[DATA RECORDS Boundary: Start]
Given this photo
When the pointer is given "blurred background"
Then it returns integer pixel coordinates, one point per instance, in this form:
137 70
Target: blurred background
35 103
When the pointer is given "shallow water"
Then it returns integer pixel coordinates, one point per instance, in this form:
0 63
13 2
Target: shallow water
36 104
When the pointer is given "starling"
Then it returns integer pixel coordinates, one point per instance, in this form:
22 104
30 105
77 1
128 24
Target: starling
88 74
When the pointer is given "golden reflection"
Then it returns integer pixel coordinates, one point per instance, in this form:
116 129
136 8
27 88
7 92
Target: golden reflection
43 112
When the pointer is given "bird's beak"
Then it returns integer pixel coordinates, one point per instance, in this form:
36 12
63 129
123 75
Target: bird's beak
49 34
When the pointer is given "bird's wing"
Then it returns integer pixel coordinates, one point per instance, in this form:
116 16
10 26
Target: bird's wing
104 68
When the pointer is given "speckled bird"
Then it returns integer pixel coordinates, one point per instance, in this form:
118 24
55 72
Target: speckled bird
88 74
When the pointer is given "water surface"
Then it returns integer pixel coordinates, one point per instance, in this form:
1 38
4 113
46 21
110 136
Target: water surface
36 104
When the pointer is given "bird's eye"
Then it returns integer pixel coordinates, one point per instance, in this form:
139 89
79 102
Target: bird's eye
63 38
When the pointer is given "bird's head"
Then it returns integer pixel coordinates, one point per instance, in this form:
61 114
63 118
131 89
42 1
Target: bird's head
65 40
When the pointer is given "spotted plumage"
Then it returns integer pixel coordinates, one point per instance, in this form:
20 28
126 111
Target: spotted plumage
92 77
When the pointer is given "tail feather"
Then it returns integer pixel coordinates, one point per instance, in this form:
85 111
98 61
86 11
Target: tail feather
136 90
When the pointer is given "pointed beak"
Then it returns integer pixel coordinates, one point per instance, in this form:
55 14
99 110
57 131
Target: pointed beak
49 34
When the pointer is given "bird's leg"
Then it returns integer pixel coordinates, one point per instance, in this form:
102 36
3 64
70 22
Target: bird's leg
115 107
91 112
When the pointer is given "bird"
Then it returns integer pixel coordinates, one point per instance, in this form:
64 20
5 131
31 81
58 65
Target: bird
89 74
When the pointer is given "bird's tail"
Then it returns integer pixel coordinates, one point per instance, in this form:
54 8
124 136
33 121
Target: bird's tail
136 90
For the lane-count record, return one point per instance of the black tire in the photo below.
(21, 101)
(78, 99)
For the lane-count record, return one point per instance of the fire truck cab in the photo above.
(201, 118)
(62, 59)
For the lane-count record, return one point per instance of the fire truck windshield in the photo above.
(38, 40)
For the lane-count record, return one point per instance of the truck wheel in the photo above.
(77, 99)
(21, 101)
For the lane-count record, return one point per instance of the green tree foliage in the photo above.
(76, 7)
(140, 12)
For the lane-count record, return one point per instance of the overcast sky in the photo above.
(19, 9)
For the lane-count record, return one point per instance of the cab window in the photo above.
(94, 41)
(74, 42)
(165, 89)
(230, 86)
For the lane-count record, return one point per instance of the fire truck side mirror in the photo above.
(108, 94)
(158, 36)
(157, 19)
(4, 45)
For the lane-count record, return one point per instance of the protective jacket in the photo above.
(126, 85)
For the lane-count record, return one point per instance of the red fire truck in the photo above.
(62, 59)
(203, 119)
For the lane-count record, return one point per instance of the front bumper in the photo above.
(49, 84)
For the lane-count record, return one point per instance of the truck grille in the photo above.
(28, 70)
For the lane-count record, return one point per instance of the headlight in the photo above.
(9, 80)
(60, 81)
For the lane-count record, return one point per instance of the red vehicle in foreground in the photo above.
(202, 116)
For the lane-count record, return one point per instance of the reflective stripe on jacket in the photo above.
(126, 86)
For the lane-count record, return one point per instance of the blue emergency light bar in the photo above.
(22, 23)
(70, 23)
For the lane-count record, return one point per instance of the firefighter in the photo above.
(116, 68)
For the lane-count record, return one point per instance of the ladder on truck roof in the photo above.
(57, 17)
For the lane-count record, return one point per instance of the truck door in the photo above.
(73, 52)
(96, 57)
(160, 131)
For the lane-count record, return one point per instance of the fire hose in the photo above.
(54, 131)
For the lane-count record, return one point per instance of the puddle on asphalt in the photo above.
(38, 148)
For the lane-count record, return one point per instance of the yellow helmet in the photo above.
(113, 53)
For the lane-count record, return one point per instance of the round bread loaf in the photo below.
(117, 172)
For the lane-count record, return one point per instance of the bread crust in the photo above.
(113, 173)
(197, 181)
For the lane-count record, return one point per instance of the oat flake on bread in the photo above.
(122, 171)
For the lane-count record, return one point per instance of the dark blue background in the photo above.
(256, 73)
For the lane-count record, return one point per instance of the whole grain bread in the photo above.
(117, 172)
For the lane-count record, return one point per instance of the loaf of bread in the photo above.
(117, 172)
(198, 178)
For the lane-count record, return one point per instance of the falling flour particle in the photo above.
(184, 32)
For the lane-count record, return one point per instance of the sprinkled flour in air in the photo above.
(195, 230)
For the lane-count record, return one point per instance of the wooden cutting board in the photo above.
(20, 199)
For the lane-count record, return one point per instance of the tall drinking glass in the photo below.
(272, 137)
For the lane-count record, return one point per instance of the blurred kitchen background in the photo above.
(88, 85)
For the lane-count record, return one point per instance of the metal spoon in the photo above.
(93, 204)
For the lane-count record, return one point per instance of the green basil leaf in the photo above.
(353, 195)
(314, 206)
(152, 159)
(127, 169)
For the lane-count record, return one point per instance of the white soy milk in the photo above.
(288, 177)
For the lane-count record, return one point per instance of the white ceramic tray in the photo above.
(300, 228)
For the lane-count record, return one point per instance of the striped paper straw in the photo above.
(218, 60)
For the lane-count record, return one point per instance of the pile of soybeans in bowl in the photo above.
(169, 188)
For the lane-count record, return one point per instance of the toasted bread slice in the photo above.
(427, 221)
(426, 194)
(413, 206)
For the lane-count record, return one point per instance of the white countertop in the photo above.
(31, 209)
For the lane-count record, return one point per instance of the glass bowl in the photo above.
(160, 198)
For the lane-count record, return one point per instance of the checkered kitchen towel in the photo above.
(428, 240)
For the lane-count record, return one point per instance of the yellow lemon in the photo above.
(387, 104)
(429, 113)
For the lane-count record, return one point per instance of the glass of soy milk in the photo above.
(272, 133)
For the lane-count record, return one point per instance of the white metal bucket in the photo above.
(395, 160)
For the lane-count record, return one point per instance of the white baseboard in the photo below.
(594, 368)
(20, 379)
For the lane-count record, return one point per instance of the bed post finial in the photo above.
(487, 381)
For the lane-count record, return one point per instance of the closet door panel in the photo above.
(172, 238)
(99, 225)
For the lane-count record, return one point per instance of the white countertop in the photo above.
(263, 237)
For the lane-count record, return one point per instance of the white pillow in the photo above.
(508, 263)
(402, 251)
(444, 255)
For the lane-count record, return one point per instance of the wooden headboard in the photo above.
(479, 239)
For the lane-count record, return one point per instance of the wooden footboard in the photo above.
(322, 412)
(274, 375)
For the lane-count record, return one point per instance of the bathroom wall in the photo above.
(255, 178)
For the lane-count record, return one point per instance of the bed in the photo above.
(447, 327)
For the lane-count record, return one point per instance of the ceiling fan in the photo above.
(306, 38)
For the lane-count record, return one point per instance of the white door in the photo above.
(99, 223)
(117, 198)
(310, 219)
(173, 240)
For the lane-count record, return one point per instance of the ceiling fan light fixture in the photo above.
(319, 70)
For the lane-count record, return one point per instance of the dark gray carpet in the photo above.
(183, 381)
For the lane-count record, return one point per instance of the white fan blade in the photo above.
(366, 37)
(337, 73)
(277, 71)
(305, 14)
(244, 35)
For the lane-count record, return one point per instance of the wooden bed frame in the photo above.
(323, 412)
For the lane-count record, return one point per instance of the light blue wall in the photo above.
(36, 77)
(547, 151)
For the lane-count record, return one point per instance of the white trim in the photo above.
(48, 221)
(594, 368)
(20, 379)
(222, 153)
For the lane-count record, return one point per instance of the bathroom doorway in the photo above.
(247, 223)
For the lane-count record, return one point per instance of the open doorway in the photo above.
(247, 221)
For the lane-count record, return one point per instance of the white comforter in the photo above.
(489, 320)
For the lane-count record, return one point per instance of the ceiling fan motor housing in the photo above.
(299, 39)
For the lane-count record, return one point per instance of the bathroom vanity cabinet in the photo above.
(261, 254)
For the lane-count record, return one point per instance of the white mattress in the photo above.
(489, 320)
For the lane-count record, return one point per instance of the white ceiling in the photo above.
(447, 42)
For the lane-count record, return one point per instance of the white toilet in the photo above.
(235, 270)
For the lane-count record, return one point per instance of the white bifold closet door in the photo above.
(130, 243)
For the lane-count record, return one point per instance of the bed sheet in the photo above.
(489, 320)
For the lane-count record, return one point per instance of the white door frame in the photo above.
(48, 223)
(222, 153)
[DATA RECORDS Boundary: End]
PROBLEM DETAILS: Exactly the lines from the one containing "cabinet in the photo above." to the last line of the entries above must be duplicated, with both of those lines included and nothing more.

SOLVED EXERCISE:
For the lane-count record, return one point per instance of the bathroom vanity cabinet in the photo above.
(261, 254)
For the lane-count record, return one point per instance of the white mattress in the photo above.
(489, 320)
For the lane-count record, return one point per instance of the white ceiling in the photo above.
(447, 42)
For the lane-count record, return one point per instance of the white toilet in the photo above.
(235, 270)
For the lane-count record, return one point per instance of the white bifold closet door in the photo above.
(130, 243)
For the lane-count record, return one point per instance of the bed sheet in the photo above.
(489, 320)
For the lane-count record, return one point per instance of the white door frame in the photo above.
(48, 223)
(222, 153)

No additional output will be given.